Study questions:
A. According to the piece on the COVID-19 shutdowns, what is the average age in Italy?
B. Write the next few paragraphs of the piece on the COVID-19 shutdowns, picking up after its last sentence.

Document extract:
*-*-*

We’ve shut down major parts of our economy, ranging from stores and restaurants to concert venues and bars. Schools have closed. Transportation is at a near standstill. Now, some even want to close the stock market. The question is, why?
Of course, the answer to that is the threat of COVID-19, also known as the Wuhan Flu. It’s a nasty bug. But in truth, we don’t know how nasty it will be here.
So far, there’s little in the way of macro-data for our outbreak. Problems in Iran and Italy, where the coronavirus has wreaked havoc, have been repeatedly highlighted by the media, but they aren’t parallels for the U.S.
Iran’s health care system is, by most accounts, substandard and ramshackle, to be kind.
As for Italy, its population is far older, on average, than most other countries and thus more susceptible to the virus, which hits the elderly hardest.
As the New York Times recently noted, Italy has the oldest population in Europe. Roughly 23%, about one in four, is over 65. The average age is 47.3, compared to 38.3 in the U.S.

*-*-*

Supplied entries:
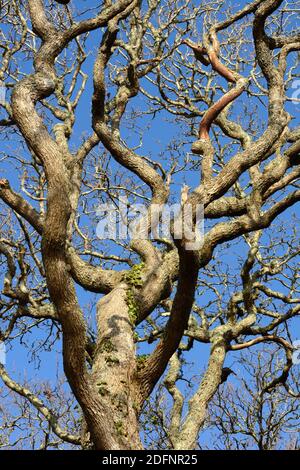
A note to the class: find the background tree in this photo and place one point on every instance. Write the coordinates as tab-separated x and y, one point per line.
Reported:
217	80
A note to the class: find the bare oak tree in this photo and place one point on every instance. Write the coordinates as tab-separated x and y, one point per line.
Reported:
221	78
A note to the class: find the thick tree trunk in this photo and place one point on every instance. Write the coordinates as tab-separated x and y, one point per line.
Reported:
114	366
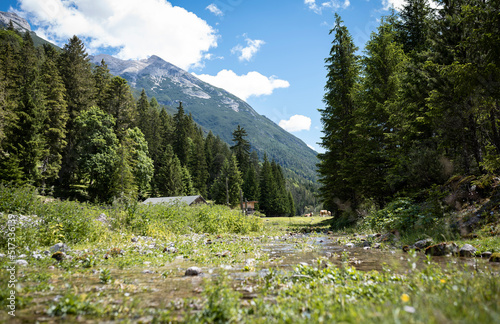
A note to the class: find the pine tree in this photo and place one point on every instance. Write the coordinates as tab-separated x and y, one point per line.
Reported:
383	66
187	183
102	79
10	47
267	188
76	71
181	135
198	164
241	148
168	177
226	188
251	184
55	125
142	164
96	146
119	103
291	205
338	120
28	139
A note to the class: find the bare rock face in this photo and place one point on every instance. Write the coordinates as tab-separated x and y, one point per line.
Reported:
19	23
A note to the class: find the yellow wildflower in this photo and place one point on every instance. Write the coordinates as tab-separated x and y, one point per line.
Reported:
405	298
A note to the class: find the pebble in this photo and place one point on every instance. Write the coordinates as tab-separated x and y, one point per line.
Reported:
22	262
59	247
486	254
193	271
38	256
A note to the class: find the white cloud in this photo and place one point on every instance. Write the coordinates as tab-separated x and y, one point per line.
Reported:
396	4
296	123
332	4
244	86
213	9
136	29
246	53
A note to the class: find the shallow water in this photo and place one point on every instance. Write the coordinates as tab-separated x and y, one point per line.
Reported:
145	287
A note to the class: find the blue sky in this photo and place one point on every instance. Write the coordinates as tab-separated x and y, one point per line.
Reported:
268	52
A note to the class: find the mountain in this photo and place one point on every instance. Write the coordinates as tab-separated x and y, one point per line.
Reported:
214	109
21	25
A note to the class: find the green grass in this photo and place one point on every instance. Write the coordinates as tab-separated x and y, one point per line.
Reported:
103	278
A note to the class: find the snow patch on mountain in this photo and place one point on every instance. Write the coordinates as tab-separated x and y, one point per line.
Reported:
231	103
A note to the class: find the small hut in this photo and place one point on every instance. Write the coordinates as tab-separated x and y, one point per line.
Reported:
189	200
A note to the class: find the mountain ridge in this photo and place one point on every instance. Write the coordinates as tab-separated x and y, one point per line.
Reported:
213	109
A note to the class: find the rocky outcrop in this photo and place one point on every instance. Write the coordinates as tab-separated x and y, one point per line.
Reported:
19	23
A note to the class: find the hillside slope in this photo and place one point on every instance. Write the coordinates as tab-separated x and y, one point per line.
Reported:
214	109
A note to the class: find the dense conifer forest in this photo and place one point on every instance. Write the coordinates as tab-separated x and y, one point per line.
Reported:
415	112
74	131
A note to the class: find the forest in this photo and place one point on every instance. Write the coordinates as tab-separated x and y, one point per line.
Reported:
416	114
74	131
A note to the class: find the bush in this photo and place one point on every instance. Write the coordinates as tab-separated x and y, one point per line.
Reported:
402	214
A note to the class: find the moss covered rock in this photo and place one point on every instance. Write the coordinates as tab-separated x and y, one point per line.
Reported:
441	249
495	257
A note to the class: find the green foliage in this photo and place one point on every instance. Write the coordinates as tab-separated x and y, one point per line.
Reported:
402	214
222	303
73	304
422	108
104	276
163	220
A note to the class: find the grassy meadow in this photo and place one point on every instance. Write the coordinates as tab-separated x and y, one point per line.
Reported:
127	263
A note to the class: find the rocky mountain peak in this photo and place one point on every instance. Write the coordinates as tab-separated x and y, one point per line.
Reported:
19	23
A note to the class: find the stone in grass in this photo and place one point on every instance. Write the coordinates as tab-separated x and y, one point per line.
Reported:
442	249
422	244
486	254
495	257
59	256
59	247
22	262
467	251
193	271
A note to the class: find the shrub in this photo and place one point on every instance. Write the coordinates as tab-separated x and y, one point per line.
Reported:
402	214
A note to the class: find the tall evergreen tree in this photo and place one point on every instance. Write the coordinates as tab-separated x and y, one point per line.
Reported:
119	103
55	125
181	135
28	136
251	184
102	79
226	188
168	177
267	187
96	146
338	120
76	72
382	69
241	148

*-*-*

Answers for the tasks:
A. 47.3

B.
Moreover, the Italian health care system is less modern and less efficient than ours. As a single-payer system, it suffers from underinvestment and rationing. That means, letting people die as it is overwhelmed.
And Italy seems to have unwittingly made the situation worse, allowing thousands of Chinese workers returned to their Italian jobs in leatherworking and other industries after the Chinese holidays earlier this year.
The result, a contagion that still isn’t under control. But, again, perspective is important.
Right now, after nearly three months of the threat, the U.S. has had a total of 3,487 cases of the Wuhan virus, with 68 deaths, according to the Centers for Disease Control. That compares to 222,000 flu cases with a range of 22,000 to more than 50,000 deaths.
Yet, we’re told repeatedly that, out of “an abundance of caution,” we must shut down our economy. From New York to California, state and local governments have declared “emergencies.” So has the federal government, part of a much-broader “crisis” response.
This gives government officials, including non-elected bureaucrats, extraordinary powers over all of us. We should be alarmed.
It started with asking people to avoid gatherings of more than 250 people. Now that’s been shrunk to just 10. And we’re told restaurants, churches and other places where people usually congregate are now considered dangerous.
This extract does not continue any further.